Brief:
Arrange every line of the rows below as a JSON list of strings, one string per line, skipping blank lines and leaving out the pictures.

Entries shown:

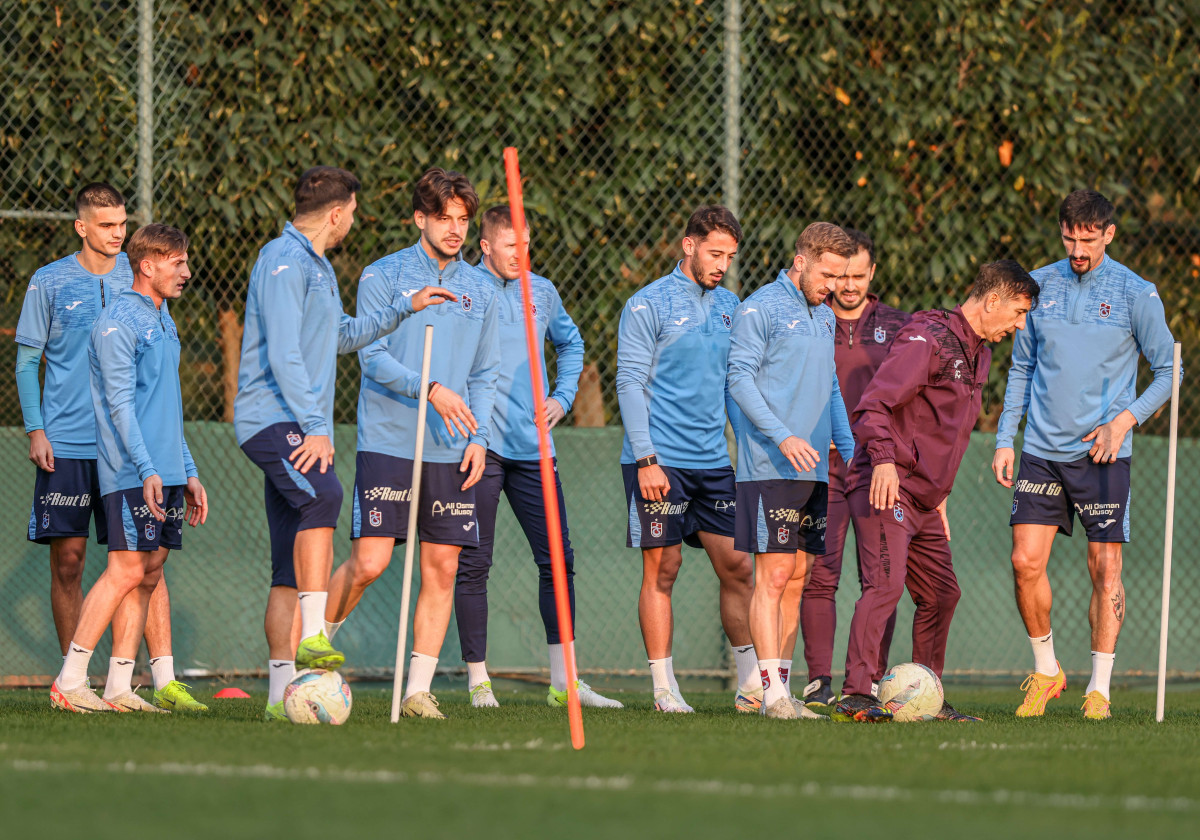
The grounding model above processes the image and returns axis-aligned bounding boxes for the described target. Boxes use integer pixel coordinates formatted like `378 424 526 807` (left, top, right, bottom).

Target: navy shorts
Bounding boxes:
620 463 737 548
733 479 829 554
103 484 187 551
241 422 343 589
350 452 479 546
1008 452 1130 542
29 458 108 545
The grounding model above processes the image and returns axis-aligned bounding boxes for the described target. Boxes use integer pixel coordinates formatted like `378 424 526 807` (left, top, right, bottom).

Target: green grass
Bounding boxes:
7 684 1200 840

Response to the exercise:
[
  "The grounding model above processes the image and returns axis-aligned bounding boxes for the described target. Boxes use integer pixel coordinates formatted like `378 424 526 807` (left, top, right, bottom).",
  "Target: navy shorts",
  "Bounding boxes:",
  "620 463 737 548",
  "733 479 829 554",
  "103 484 187 551",
  "241 422 343 589",
  "350 452 479 546",
  "1008 452 1130 542",
  "29 458 108 545",
  "The grounding model above processes the image and returns axis-aligned bounding boxes for the described target. Boxes use integer pixel coordinates formatted like `378 424 526 807` (left, top, right, bottom).",
  "Target: green grass",
  "Bounding boxes:",
  "7 684 1200 840"
]